[Segmentation mask data]
-- Opening Marker --

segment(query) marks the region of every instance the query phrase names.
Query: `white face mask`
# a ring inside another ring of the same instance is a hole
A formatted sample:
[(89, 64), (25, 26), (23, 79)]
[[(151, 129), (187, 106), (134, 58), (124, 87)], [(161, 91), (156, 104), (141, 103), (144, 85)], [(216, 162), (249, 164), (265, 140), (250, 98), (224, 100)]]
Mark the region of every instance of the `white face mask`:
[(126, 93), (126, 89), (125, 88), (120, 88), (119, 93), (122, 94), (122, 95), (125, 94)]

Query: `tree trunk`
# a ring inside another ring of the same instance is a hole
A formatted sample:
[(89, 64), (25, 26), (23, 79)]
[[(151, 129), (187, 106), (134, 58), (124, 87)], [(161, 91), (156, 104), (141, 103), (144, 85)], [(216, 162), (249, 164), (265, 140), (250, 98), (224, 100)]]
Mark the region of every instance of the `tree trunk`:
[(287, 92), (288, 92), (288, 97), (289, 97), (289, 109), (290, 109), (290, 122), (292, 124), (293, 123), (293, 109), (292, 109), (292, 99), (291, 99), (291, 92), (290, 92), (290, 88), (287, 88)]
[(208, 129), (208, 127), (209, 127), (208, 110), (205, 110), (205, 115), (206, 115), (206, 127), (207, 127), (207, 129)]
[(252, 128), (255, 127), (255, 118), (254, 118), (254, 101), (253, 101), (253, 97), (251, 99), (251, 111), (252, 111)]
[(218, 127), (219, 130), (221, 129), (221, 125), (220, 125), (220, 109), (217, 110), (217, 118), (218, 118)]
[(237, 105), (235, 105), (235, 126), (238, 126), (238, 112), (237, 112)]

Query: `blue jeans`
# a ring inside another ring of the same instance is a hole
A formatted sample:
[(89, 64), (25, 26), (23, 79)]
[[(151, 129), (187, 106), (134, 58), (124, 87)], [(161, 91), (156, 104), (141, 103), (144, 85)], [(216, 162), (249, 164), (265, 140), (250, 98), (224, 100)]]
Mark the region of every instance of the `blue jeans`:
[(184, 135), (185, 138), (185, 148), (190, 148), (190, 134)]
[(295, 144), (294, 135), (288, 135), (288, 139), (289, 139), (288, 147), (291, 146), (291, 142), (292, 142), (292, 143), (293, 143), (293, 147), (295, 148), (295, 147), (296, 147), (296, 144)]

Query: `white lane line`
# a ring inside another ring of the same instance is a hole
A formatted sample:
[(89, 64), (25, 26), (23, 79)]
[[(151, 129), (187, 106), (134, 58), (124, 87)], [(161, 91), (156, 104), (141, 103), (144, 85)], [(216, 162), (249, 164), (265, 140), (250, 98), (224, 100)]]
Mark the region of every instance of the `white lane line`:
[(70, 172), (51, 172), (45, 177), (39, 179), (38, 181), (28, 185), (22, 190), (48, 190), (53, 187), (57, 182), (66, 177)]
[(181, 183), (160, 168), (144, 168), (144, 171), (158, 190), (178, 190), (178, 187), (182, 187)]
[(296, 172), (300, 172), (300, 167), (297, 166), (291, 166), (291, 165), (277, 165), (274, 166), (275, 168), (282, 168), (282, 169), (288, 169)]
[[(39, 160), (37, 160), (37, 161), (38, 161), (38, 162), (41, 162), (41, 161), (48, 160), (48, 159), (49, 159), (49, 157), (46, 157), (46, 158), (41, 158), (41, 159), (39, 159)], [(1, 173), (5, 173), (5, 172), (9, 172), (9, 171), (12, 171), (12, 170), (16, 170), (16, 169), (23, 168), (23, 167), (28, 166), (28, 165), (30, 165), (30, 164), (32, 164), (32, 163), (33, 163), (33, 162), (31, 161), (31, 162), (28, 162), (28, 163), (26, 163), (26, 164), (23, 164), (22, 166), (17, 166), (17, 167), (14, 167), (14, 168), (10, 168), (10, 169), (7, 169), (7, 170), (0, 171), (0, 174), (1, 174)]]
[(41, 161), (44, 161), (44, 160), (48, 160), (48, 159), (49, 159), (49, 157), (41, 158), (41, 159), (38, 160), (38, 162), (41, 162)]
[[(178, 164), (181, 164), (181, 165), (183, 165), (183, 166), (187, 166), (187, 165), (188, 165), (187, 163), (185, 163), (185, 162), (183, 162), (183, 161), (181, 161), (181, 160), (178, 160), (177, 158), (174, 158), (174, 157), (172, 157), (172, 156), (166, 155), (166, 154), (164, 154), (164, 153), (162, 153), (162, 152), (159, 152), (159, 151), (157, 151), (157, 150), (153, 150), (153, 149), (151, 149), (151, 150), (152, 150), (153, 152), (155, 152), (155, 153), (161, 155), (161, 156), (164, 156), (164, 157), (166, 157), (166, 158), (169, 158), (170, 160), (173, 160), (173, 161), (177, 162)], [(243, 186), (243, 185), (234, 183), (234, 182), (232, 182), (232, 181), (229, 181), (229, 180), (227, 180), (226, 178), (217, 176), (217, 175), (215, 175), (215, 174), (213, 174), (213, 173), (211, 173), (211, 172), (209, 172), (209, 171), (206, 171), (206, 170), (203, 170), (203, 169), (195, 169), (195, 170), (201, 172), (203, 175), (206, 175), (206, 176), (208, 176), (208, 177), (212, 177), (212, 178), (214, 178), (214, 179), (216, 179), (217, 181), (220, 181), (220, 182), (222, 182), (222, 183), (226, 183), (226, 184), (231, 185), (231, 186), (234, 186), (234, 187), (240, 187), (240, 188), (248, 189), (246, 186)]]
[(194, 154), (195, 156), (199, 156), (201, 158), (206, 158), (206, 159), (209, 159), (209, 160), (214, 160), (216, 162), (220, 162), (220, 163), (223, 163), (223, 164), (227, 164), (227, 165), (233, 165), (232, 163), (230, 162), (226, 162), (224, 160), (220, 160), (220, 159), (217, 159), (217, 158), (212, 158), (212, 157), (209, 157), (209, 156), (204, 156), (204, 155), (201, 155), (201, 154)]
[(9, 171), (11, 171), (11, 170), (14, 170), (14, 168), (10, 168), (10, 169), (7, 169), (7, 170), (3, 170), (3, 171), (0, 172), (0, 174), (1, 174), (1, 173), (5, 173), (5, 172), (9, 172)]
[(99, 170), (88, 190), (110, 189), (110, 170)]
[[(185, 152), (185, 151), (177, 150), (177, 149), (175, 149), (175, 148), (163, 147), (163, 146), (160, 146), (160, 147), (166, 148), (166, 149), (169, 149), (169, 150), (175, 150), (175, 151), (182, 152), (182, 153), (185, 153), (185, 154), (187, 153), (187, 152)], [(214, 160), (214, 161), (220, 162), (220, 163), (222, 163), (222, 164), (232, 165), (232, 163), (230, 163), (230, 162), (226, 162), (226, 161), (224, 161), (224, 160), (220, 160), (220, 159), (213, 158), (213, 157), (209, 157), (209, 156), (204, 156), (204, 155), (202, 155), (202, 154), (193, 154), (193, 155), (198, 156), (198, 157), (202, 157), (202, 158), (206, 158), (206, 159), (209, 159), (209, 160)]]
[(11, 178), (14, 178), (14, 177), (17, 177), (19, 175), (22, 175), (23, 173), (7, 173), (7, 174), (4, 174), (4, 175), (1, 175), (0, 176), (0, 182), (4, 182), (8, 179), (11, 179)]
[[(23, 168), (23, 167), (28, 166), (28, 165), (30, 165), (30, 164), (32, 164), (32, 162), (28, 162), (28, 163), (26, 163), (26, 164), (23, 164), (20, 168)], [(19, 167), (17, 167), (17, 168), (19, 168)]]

-- Closing Marker --
-- Opening Marker --

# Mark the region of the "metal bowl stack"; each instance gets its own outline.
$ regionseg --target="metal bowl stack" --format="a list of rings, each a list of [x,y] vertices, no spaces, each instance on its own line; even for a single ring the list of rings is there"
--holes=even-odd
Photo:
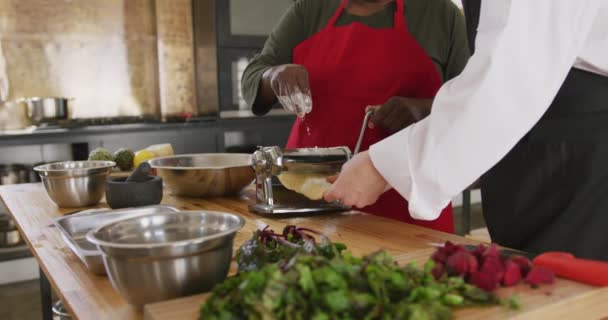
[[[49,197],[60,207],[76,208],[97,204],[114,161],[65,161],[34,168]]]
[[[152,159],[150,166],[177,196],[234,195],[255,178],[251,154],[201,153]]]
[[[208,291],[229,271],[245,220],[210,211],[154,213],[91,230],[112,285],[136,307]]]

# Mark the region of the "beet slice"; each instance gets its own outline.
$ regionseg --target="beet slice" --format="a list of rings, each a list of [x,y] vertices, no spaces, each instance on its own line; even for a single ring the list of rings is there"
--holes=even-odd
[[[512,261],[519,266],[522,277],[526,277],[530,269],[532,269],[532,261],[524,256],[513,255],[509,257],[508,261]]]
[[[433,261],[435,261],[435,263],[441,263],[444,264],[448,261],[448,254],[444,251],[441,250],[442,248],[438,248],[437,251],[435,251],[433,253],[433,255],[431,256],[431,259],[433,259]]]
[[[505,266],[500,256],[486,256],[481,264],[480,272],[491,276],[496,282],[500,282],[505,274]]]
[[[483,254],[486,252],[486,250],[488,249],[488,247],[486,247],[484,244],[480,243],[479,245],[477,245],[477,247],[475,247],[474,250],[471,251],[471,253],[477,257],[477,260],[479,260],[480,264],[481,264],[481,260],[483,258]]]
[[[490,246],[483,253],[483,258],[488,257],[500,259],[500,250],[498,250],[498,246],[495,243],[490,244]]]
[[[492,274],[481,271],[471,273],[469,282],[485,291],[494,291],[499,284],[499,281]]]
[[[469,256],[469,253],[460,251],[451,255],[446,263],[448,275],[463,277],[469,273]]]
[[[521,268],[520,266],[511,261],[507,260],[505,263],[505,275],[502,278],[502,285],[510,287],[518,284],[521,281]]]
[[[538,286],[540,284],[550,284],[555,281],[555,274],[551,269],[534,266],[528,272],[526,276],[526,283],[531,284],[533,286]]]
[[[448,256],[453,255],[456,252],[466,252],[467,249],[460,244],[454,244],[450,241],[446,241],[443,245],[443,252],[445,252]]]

-- Closing Marker --
-- Opening Marker --

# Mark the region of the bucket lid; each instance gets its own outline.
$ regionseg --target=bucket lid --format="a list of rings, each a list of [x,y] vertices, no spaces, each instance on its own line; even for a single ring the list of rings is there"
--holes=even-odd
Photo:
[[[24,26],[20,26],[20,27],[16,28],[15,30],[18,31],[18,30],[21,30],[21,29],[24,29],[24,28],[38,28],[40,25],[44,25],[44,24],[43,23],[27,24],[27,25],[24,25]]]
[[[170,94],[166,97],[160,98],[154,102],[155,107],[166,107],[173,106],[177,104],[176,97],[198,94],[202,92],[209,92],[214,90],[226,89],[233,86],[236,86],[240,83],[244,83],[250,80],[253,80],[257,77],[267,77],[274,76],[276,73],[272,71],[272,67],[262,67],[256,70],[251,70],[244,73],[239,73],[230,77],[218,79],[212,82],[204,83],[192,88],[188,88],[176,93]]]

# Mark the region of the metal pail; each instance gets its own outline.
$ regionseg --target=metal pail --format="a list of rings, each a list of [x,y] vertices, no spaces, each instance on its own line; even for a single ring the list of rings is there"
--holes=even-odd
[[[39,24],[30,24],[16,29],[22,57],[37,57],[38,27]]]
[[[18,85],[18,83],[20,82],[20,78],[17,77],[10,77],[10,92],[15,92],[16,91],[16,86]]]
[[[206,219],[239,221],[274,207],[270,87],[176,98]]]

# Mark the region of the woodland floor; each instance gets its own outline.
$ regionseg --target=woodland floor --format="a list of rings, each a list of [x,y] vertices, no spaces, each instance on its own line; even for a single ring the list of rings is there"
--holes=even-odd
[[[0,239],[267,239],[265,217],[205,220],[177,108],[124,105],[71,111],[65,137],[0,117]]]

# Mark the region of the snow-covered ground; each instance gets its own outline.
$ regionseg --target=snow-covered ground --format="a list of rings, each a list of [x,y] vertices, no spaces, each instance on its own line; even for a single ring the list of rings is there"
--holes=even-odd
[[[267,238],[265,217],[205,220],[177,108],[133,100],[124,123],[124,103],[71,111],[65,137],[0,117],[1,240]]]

-- Closing Marker --

- **What you have to do**:
Every line in the entries above that mentions the word "floor" must be shown.

- **Result below**:
# Mark the region of the woodland floor; each instance gets its own outline.
$ regionseg --target=woodland floor --format="a list of rings, each a list of [x,y] vertices, no spaces, each instance on its own line; even for a single ring the list of rings is there"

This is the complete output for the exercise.